§ What to produce:
Copy the records word for word, starting at the line containing "trace: multicolor printed" and continuing through the end of the records.

§ Dataset rows:
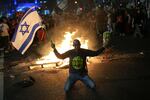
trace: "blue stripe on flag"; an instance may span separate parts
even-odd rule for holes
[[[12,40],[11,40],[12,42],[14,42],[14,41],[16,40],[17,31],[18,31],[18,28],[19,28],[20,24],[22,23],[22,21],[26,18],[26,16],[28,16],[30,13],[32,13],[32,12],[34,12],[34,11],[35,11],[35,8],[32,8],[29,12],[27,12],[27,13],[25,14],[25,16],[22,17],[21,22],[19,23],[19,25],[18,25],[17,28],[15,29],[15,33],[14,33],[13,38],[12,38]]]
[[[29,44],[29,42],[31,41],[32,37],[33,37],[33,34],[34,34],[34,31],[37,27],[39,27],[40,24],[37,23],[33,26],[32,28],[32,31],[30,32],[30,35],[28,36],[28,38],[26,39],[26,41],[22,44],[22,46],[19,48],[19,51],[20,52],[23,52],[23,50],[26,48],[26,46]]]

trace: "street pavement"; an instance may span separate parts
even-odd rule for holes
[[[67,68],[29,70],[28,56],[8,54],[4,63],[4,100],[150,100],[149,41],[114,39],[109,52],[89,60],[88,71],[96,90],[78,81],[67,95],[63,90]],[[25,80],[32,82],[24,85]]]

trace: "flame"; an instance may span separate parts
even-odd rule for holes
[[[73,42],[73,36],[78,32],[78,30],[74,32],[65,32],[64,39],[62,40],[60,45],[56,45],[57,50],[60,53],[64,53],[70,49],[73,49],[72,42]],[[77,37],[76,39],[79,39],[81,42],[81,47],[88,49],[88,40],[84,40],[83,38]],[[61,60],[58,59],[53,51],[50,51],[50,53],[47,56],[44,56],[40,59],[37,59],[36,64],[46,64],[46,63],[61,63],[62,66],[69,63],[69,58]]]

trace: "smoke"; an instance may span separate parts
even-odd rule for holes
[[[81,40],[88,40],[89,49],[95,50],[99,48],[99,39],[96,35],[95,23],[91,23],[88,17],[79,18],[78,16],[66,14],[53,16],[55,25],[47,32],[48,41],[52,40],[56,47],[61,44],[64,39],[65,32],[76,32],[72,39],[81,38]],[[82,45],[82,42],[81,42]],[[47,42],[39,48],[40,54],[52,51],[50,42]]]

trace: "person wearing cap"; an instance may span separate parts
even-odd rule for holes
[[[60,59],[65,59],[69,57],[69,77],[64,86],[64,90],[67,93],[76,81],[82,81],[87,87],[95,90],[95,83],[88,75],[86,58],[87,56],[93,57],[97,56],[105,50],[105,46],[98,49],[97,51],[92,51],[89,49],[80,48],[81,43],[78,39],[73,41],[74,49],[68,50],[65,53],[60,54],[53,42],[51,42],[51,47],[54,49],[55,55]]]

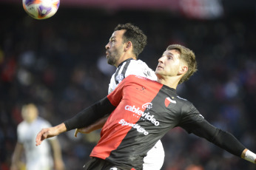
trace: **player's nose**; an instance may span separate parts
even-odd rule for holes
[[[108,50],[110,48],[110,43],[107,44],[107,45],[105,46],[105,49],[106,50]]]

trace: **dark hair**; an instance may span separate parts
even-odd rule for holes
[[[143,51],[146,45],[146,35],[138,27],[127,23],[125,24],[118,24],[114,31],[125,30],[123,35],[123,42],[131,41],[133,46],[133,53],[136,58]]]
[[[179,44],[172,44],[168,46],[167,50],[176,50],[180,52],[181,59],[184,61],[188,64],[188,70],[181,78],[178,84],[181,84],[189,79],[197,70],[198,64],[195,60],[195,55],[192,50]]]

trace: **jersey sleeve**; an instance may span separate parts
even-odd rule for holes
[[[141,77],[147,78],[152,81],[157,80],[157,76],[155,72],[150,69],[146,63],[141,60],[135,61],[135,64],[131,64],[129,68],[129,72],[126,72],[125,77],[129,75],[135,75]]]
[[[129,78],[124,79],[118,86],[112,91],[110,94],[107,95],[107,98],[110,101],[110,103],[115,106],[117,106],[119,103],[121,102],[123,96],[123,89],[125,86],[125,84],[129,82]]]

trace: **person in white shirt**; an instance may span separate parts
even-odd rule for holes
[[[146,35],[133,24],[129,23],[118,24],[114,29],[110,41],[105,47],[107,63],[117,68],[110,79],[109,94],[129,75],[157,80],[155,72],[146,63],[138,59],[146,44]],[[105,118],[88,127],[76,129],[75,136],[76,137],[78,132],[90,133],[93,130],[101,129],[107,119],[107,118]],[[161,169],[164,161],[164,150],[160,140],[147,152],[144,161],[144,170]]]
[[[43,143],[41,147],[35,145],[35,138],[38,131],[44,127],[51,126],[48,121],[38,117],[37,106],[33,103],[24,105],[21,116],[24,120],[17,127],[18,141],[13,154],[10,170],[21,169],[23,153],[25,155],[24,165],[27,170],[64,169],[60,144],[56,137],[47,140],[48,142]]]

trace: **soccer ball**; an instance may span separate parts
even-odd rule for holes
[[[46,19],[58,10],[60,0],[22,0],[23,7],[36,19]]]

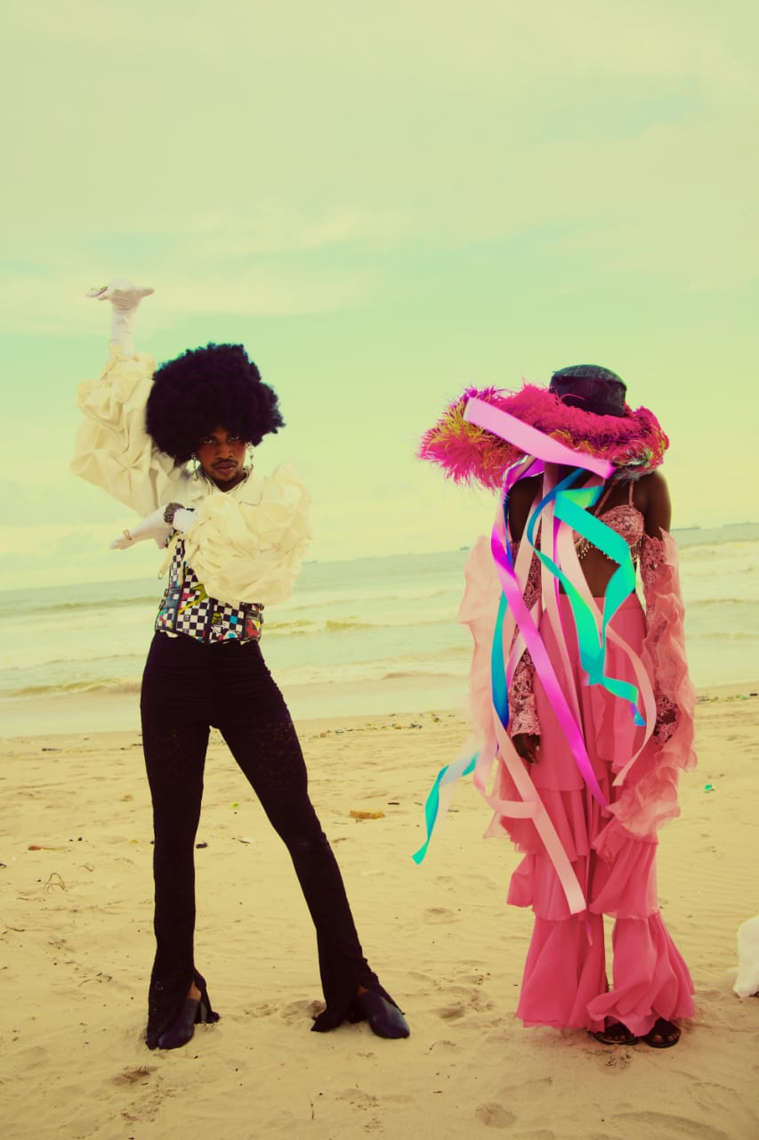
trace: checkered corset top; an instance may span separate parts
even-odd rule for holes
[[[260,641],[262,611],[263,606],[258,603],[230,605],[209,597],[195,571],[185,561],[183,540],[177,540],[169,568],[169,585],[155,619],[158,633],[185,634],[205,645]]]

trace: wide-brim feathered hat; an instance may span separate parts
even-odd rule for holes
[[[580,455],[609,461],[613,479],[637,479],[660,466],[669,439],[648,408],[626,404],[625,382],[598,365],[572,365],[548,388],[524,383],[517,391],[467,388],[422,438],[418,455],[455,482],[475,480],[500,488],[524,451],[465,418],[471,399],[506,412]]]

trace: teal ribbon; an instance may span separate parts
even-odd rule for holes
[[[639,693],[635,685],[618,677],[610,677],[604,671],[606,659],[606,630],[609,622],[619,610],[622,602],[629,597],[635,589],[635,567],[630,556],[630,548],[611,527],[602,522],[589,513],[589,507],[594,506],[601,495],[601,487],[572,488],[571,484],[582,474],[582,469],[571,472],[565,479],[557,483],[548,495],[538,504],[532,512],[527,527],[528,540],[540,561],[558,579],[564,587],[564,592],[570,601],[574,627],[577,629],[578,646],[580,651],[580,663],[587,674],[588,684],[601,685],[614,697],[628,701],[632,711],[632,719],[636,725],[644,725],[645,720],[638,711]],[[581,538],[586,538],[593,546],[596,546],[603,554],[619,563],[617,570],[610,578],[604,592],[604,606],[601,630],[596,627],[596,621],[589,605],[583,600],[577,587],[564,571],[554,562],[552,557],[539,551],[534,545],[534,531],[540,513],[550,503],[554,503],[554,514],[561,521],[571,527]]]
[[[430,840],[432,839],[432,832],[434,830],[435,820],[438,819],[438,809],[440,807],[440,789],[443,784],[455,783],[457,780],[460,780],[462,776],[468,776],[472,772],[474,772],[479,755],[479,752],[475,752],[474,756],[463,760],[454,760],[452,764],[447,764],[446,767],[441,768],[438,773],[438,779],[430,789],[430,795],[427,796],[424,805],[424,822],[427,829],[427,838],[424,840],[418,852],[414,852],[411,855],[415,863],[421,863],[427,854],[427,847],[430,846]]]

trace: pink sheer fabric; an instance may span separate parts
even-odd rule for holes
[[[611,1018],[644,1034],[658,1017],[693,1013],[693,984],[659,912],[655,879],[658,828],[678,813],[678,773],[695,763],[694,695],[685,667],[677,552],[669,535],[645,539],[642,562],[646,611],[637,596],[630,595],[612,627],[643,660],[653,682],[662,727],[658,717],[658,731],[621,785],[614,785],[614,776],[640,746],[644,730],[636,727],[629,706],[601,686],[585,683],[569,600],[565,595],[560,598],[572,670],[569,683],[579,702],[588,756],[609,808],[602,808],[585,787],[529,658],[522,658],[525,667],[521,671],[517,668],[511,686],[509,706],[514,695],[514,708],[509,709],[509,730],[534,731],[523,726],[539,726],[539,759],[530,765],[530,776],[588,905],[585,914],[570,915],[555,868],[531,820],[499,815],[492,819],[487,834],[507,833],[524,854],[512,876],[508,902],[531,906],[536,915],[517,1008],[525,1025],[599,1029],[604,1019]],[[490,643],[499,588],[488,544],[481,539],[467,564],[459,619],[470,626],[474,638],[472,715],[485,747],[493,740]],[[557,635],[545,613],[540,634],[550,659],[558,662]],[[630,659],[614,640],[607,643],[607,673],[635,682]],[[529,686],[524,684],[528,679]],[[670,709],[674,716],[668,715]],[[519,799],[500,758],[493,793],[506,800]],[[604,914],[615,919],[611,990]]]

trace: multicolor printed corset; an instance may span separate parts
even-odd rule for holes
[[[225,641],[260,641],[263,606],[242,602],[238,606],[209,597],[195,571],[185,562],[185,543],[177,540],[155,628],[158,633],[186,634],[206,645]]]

§ Solution to this task:
trace: multicolor printed corset; an instance may span separate parts
even-odd rule for holes
[[[225,641],[260,641],[263,606],[242,602],[238,606],[209,597],[195,571],[185,562],[185,543],[177,540],[155,628],[158,633],[186,634],[206,645]]]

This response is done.